Please transcribe the listing below in full, exactly as written, leaving out its pictures.

** Source information follows **

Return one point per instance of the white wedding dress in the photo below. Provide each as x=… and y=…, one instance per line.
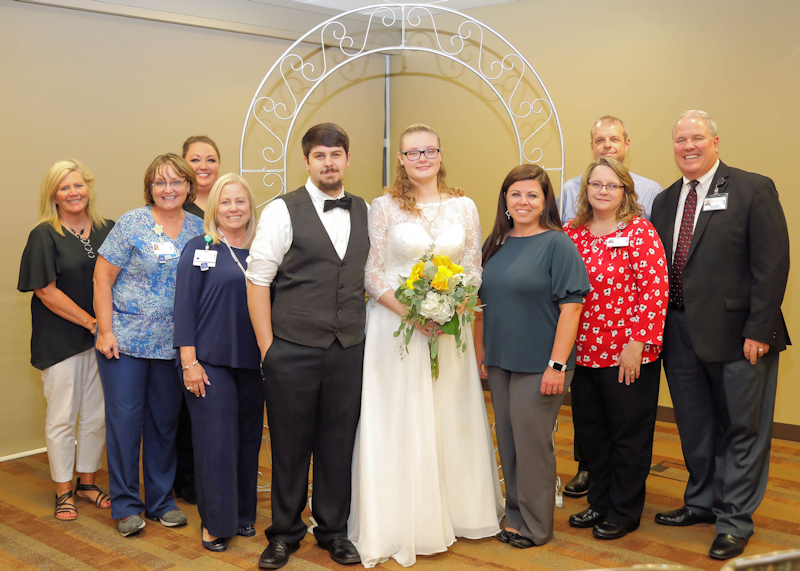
x=424, y=468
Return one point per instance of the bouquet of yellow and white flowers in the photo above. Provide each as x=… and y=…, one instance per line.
x=434, y=291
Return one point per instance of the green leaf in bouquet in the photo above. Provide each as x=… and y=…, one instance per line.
x=451, y=327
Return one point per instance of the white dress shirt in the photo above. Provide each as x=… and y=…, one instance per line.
x=703, y=185
x=274, y=234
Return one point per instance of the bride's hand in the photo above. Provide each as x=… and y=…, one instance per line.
x=429, y=329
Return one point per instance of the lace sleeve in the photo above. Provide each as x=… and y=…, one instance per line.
x=374, y=280
x=472, y=247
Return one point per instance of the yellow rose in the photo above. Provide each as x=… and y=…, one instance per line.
x=441, y=281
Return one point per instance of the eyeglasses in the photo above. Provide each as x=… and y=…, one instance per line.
x=611, y=187
x=415, y=155
x=173, y=184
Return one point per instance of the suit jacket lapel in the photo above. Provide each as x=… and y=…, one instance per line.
x=671, y=203
x=705, y=215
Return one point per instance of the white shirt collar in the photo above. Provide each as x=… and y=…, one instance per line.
x=317, y=195
x=705, y=180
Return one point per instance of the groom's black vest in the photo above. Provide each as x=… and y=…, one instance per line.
x=316, y=296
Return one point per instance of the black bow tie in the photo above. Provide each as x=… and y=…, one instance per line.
x=345, y=203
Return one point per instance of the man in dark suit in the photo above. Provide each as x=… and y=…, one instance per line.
x=726, y=240
x=305, y=294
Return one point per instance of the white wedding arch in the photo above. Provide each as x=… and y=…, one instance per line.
x=390, y=28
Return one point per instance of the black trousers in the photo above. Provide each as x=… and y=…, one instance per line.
x=724, y=414
x=227, y=428
x=615, y=423
x=313, y=405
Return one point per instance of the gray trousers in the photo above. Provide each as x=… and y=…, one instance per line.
x=724, y=414
x=524, y=421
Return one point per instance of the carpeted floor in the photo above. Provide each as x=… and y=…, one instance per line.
x=30, y=538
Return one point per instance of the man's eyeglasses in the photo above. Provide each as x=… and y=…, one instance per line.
x=415, y=155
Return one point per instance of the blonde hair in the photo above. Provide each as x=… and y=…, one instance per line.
x=402, y=189
x=181, y=168
x=628, y=210
x=210, y=225
x=48, y=209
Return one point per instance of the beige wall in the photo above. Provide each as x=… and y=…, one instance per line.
x=115, y=92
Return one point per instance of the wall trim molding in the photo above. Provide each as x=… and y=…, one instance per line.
x=19, y=455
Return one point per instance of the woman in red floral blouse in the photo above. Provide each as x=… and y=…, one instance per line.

** End of Source information **

_Written reply_:
Return one point per instance of the white wedding dress in the photo below. Provide each as x=… and y=…, one instance per line.
x=424, y=468
Return one point per instance of the bouquet of yellow and white flowers in the photo above. Provide each as x=… and y=…, one instance per line.
x=434, y=291
Return one point per instance of the green leaf in bouquet in the photo above. Provide each as x=… and y=…, one instance per line.
x=451, y=327
Return one point per instance of the white dress shirt in the photo above. Provide each as x=… and y=…, one instance per line.
x=703, y=185
x=274, y=234
Return one point per instance of the bride's hand in the photo above. Provide each as x=… and y=…, one instance per line.
x=429, y=329
Return one point per instance of the lace sleeve in the photo above. Provide each as x=… and y=…, one instance per line.
x=374, y=280
x=472, y=247
Return one point per instance of the yellow rose in the photo above. Provide each as x=… and y=…, one instance per line.
x=441, y=281
Return one point per instance of the eyeglasses in the photo above. Provide each as x=… and y=…, one instance per line.
x=611, y=187
x=415, y=155
x=173, y=184
Return one point per instance of the suit jacket lapel in the photo above. Provide each as x=… and y=…, one instance per line.
x=671, y=203
x=705, y=215
Return one point per instance of the white shirt collar in the photo above. Provide each as x=… and y=…, one instance per line.
x=317, y=195
x=705, y=180
Return one point per instance of the groom's black vest in the photo above. Provide each as x=… and y=…, one instance per line.
x=316, y=296
Return one point per instance of the black bow tie in the photo above. Provide each as x=… and y=…, one instance per line.
x=345, y=203
Return one point per instance of the man in dark suit in the photo above. Provide each as x=… and y=…, one instance per line.
x=726, y=240
x=305, y=294
Return one point per instance of the white wedding arch in the photo above. Provide each as x=… and y=…, one instance per line.
x=390, y=28
Return one point per instance of the black trousers in the photo above. Provide each as x=… and y=…, one instance per line.
x=724, y=414
x=227, y=428
x=615, y=423
x=313, y=405
Return one point per instance of the gray trousers in the photo above. Provide each as x=… and y=…, one instance per line.
x=724, y=414
x=524, y=421
Return one point per instance of the carpeted floor in the photo above. Provide each as x=… and y=…, one instance per line.
x=30, y=538
Return one point per instance of the man's eyeglasses in the photo above. Provide each as x=… and y=…, one instance per line.
x=415, y=155
Return one point per instance of the blonde hair in the photo above. Provide each as x=… and y=…, one instance per line.
x=402, y=189
x=181, y=168
x=628, y=210
x=210, y=225
x=48, y=209
Return one point per instance of the beige wall in the photo above. Provide each as x=… and y=…, one instance per line.
x=115, y=92
Return one point per instance of the wall trim molding in the photo above. Provide each as x=… and y=…, one instance per line.
x=19, y=455
Return one point per instance of the woman in red floral blouse in the photo above. Provide each as x=… and y=…, one instance per line.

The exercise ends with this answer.